> **Material provided**
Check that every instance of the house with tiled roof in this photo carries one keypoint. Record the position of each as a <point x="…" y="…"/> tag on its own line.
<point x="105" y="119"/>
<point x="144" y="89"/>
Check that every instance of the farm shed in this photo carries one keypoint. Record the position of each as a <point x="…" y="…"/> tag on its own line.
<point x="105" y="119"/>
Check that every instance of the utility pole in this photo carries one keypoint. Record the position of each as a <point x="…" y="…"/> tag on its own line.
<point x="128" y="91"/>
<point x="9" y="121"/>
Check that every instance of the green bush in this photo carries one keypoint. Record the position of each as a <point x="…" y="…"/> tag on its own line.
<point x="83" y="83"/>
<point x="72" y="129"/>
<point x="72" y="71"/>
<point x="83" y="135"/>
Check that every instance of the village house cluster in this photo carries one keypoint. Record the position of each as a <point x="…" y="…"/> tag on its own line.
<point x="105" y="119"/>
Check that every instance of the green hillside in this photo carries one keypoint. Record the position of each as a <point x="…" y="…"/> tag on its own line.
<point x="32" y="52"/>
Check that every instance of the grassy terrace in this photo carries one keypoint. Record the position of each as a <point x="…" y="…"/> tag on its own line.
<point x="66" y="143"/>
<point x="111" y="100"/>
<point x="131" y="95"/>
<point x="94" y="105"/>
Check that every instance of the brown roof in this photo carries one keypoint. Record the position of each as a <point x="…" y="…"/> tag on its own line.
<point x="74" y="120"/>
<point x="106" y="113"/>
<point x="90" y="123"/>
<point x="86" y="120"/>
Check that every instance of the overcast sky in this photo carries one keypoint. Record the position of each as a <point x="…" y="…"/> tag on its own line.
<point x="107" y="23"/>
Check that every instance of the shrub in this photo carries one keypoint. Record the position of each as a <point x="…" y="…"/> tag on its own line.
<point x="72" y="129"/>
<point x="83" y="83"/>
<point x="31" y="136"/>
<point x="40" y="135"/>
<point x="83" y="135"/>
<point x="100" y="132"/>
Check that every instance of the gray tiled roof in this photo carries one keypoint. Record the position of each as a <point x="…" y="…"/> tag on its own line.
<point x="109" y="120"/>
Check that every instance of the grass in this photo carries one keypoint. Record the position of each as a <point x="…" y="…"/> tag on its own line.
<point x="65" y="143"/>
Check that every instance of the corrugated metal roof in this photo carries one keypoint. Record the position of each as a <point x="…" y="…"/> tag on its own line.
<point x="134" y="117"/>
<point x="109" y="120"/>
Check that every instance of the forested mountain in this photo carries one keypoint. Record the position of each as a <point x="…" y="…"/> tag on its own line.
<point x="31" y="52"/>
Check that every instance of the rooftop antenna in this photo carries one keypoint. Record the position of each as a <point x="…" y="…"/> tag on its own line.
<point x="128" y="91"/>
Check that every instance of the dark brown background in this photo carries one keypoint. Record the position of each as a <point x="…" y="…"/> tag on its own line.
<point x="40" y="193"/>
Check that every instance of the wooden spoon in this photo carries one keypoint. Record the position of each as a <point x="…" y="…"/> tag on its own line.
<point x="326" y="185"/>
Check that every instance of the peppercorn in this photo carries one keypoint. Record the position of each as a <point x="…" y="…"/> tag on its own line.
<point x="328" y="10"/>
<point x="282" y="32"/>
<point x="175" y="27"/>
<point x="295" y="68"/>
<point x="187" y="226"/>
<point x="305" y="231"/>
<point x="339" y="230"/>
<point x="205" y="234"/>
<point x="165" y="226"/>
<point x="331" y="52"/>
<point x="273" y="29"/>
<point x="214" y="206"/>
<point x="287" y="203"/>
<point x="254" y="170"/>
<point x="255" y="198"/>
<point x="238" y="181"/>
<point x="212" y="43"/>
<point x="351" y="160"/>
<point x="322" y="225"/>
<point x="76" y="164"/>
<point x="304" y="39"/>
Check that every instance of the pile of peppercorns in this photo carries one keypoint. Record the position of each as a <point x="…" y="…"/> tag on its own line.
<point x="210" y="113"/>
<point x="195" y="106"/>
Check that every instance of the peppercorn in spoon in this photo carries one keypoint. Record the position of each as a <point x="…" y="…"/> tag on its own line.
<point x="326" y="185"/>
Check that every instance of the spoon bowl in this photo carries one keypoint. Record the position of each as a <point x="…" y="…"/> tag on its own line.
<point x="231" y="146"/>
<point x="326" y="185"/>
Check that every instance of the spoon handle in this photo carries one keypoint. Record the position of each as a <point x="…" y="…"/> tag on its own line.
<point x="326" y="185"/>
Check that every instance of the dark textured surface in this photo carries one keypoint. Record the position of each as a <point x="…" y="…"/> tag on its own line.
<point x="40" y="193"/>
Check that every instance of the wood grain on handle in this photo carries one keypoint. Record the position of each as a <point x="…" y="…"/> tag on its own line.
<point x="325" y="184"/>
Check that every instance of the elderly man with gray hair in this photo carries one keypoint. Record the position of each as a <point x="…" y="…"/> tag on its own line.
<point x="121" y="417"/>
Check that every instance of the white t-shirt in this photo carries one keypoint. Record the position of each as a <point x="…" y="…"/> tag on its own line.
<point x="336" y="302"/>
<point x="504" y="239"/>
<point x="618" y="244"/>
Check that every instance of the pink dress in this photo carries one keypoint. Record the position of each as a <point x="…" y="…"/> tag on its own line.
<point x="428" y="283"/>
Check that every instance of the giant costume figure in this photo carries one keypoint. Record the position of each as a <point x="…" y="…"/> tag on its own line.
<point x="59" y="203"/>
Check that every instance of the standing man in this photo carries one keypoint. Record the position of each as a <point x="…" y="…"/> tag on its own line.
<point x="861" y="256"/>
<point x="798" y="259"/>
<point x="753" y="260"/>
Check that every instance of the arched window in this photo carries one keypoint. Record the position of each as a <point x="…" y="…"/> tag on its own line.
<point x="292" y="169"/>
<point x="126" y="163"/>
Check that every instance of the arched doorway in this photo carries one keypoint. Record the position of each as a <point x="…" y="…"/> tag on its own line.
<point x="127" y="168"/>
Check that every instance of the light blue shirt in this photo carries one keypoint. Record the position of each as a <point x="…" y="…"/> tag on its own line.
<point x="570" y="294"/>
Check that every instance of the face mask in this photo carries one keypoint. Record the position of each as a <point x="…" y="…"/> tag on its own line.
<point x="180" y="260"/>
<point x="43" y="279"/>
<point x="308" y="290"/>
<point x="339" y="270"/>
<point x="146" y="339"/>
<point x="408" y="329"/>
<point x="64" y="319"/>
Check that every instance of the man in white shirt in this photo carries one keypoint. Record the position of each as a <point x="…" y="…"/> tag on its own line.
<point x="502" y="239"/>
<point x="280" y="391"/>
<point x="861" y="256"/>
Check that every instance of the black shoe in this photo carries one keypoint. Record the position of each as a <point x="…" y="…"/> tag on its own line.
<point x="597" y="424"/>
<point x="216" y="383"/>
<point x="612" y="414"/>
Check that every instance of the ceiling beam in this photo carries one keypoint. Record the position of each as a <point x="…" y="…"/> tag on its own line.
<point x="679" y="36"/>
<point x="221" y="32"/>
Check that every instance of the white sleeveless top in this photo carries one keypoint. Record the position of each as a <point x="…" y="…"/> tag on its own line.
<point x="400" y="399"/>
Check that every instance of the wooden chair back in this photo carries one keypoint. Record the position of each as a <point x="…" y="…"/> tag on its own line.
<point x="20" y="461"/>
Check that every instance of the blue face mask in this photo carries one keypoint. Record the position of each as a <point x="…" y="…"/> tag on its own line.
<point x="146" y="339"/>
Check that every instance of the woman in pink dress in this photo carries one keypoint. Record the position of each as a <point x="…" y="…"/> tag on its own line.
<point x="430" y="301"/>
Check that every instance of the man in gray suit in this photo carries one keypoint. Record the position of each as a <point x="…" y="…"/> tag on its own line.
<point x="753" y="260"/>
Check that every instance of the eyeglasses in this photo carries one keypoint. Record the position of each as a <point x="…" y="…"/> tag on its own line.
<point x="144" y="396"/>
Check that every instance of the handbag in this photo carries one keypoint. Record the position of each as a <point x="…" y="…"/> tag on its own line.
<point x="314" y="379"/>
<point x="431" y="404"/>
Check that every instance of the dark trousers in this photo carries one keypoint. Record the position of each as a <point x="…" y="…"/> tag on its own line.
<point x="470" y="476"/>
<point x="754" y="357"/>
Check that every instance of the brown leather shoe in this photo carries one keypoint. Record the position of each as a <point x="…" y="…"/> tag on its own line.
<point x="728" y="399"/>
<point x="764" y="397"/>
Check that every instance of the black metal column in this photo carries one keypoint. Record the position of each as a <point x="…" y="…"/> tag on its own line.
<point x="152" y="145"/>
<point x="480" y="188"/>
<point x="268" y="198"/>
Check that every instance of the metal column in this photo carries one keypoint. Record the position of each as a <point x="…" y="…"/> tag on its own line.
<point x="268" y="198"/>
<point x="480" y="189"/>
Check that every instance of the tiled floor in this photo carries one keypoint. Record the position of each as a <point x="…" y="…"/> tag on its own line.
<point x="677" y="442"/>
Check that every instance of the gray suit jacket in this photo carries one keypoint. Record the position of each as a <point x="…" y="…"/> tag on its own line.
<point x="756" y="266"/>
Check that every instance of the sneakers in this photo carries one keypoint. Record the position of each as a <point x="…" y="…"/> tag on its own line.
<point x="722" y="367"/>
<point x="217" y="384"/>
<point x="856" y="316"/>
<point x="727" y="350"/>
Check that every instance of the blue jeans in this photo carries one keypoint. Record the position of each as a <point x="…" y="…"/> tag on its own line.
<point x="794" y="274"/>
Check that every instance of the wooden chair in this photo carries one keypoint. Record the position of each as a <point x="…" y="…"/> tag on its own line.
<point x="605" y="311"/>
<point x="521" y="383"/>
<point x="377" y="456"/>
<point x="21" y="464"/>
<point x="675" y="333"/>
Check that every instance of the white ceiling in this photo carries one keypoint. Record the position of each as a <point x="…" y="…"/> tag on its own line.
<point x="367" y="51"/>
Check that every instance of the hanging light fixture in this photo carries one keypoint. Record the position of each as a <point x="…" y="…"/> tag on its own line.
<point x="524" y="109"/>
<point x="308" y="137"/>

> **What to produce**
Reproduce the items word for word, starting at the line that contains "Check that every instance of the metal" and continuing through the last line of the items, both ends included.

> **Result of this exercise**
Check that every instance of the metal column in this photo carries one keypoint. Record the position of each as a <point x="…" y="…"/> tag on its own line.
<point x="268" y="198"/>
<point x="480" y="189"/>
Check that every instance of the tiled floor in this photo carries one keypoint. Record the position of each as a <point x="…" y="…"/> tag on its own line.
<point x="677" y="442"/>
Check that every instance of the gray suit jacket in this photo carries one keypoint. Record the position of each as a <point x="…" y="…"/> tag on its own line.
<point x="756" y="266"/>
Check that every instance of the sneakers in this photo carries one keypoint. Record the position of each as a <point x="…" y="…"/> tag on its own line.
<point x="722" y="367"/>
<point x="217" y="384"/>
<point x="856" y="316"/>
<point x="727" y="350"/>
Check that every instance of the blue jeans in this photo carries one keypoint. Record the position of each as a <point x="…" y="…"/> tag on its own line.
<point x="794" y="274"/>
Check that every instance of the wooden chair in this photo carries one keypoint. Record the position of each as a <point x="…" y="…"/> tag on its own line.
<point x="605" y="311"/>
<point x="521" y="383"/>
<point x="377" y="456"/>
<point x="21" y="464"/>
<point x="675" y="333"/>
Check that every instance of the white ceiling in this photo carries one keypoint. Record the position of each as a <point x="…" y="…"/> tag on its own line.
<point x="367" y="51"/>
Check that every instance of the hanging light fixture in this photo carries one keypoint. Record the position of each as a <point x="…" y="…"/> tag on its own line.
<point x="524" y="109"/>
<point x="308" y="137"/>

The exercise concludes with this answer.